Task item
Give the lines again exactly, from the one holding "red rose you can see." to the last line of the listing below, both ends included and nothing added.

Start of Supplied data

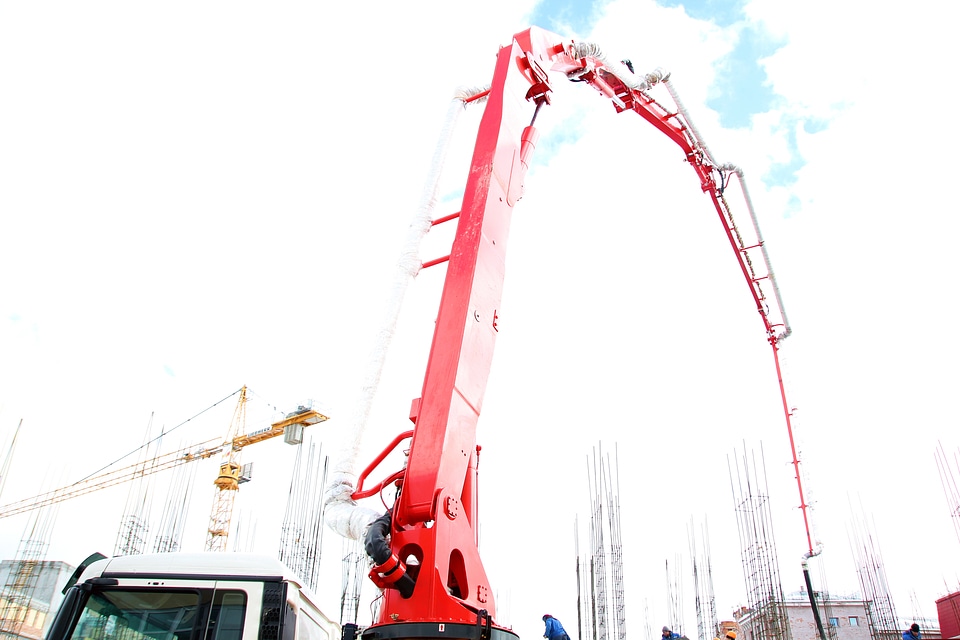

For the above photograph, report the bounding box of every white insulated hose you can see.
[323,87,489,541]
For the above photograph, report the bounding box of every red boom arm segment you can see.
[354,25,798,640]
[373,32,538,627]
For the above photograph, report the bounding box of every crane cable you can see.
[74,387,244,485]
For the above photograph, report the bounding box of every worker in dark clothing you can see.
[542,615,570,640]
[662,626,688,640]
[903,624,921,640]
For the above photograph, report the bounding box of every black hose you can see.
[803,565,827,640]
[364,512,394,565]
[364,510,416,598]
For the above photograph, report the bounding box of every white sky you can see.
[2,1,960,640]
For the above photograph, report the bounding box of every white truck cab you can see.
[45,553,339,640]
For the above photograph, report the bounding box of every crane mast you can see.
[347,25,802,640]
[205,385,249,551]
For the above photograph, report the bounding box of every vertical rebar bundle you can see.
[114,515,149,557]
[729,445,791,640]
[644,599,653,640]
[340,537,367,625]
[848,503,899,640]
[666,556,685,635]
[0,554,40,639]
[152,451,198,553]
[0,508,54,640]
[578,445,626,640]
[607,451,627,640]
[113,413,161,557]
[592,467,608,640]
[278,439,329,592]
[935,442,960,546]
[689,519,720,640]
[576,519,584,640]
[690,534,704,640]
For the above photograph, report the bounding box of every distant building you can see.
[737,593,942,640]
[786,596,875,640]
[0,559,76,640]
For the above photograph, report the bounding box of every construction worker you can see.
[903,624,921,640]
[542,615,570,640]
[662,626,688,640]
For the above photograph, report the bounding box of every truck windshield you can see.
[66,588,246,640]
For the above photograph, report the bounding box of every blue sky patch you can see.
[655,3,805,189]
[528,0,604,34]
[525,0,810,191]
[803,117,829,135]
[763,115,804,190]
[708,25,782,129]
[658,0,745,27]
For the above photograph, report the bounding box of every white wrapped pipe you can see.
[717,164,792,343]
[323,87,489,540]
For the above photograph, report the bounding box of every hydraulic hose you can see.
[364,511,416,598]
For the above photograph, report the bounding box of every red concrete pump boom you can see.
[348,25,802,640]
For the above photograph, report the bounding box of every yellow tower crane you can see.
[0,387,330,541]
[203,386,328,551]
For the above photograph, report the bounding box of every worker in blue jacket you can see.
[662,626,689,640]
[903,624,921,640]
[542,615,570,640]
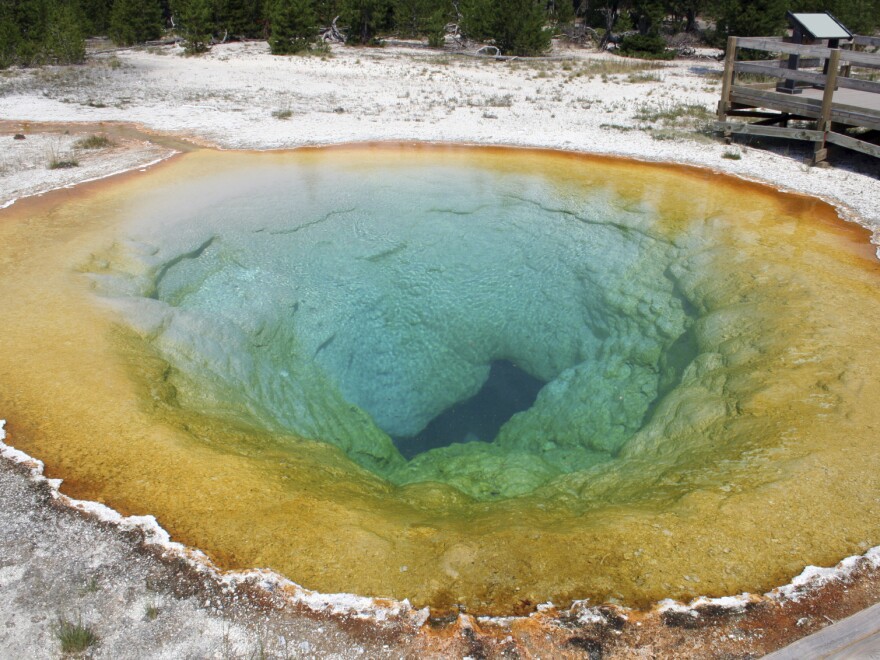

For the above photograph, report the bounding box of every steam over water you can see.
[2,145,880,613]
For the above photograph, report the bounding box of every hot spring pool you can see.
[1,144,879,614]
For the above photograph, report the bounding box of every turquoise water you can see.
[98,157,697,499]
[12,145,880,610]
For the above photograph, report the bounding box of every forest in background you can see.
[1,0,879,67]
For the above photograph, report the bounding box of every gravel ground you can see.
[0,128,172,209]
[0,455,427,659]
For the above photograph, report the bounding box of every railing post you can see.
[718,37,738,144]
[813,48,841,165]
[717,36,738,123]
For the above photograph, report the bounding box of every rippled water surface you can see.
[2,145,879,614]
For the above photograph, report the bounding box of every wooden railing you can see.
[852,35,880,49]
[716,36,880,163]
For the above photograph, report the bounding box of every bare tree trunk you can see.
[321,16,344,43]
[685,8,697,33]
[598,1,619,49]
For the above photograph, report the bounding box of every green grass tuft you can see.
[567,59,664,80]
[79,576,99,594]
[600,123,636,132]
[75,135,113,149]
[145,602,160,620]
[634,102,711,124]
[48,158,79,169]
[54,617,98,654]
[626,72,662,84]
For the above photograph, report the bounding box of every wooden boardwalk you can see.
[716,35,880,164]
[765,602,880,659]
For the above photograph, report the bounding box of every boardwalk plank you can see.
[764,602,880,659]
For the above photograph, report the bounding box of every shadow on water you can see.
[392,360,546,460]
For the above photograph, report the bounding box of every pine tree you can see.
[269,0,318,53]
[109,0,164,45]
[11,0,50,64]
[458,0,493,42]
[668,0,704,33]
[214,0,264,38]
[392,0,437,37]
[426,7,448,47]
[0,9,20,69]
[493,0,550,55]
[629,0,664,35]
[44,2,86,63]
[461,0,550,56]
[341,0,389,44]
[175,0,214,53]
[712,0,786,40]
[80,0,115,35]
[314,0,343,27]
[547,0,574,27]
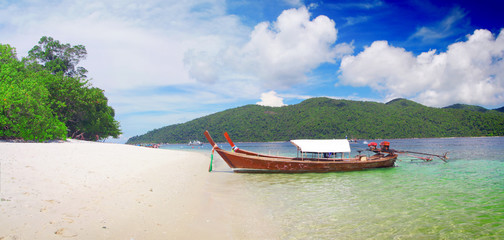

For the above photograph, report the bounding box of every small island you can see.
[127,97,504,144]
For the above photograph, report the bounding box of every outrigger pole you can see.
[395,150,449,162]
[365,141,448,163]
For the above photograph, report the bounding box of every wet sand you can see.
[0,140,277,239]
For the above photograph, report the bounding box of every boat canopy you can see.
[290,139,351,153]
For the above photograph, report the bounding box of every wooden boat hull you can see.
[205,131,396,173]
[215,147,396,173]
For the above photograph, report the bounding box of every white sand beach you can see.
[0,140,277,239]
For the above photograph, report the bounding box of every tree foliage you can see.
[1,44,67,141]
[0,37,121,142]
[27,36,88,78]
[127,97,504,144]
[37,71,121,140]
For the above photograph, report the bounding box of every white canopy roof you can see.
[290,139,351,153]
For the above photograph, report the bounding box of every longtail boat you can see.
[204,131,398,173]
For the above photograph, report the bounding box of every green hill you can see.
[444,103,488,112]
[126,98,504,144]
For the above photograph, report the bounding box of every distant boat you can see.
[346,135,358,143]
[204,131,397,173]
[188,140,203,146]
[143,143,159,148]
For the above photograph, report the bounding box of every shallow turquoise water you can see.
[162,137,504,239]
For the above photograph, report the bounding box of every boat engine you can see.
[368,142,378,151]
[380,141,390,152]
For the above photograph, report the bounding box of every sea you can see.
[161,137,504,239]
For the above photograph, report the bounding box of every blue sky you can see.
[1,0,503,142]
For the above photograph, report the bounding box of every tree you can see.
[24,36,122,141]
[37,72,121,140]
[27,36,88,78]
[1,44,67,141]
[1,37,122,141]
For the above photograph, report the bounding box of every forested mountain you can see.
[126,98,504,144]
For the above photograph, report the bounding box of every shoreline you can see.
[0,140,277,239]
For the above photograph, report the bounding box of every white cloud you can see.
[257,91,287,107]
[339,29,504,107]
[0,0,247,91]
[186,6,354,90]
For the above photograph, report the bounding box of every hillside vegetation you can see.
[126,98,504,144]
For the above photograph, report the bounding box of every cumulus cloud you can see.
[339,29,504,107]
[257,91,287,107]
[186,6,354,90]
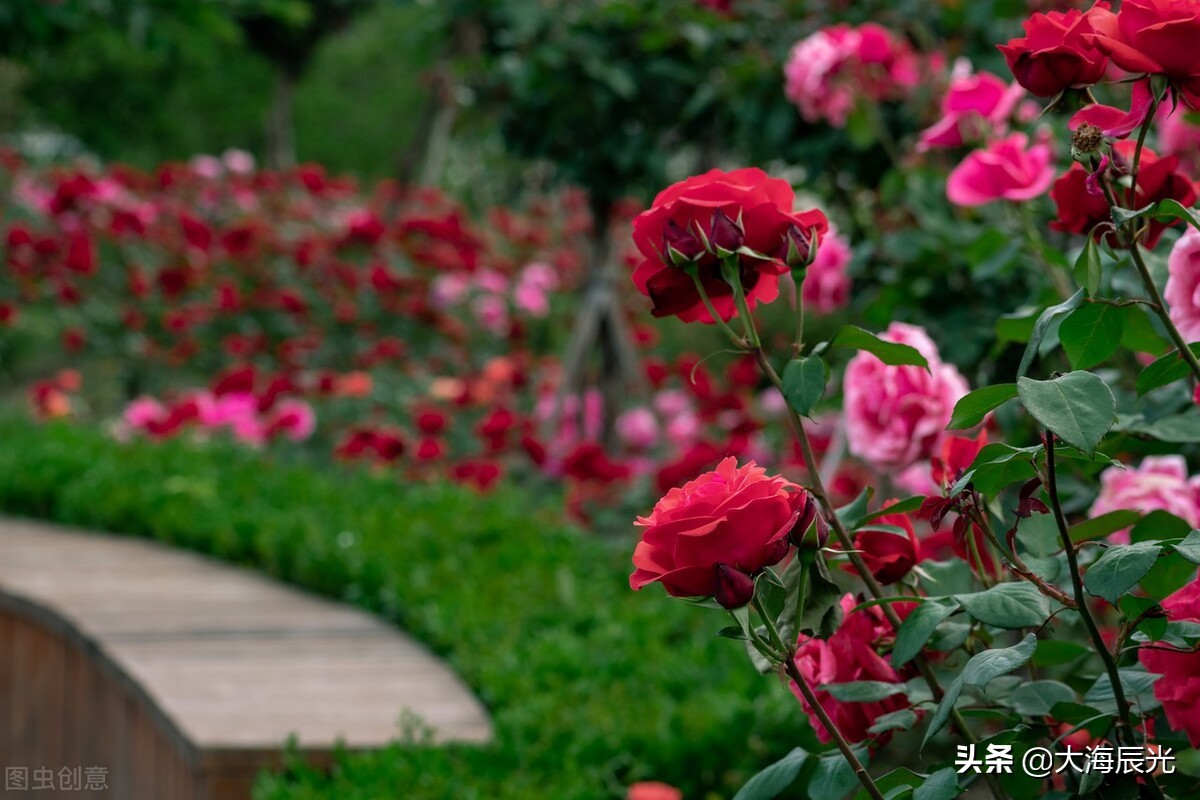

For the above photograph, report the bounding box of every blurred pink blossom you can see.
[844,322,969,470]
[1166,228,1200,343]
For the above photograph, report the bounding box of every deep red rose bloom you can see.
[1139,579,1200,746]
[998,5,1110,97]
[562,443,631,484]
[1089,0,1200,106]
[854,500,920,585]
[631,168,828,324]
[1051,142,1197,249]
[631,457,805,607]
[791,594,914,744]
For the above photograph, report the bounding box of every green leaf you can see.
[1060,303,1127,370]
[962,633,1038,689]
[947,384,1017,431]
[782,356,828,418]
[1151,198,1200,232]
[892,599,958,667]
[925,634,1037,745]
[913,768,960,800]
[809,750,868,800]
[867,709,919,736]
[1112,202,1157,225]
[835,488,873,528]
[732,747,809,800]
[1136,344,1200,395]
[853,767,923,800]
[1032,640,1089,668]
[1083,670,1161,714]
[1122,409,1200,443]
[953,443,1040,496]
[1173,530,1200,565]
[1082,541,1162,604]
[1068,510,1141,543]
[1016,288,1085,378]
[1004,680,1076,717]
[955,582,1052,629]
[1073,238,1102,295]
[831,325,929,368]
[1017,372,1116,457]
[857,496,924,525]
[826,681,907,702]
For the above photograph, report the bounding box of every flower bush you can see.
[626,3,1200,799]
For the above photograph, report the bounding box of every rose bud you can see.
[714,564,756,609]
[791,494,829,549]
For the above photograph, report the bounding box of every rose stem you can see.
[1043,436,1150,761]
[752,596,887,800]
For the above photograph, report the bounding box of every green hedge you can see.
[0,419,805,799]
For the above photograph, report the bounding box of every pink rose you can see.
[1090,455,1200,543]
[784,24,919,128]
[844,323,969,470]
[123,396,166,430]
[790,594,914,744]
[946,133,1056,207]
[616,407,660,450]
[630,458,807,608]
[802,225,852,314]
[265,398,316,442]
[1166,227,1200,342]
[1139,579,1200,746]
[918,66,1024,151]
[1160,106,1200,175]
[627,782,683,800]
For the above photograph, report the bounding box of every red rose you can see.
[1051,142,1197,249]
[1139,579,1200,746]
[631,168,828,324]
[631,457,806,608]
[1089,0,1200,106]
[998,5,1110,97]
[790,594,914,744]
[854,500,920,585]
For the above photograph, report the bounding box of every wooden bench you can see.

End of Supplied data

Answer space
For the above photograph, report the bounding box of every red rose you can see.
[1051,142,1197,249]
[1139,579,1200,746]
[631,168,828,324]
[631,457,806,608]
[1089,0,1200,106]
[998,5,1110,97]
[790,594,914,744]
[854,500,920,585]
For the above photograph, report the bounding box of every wooden bench you can see.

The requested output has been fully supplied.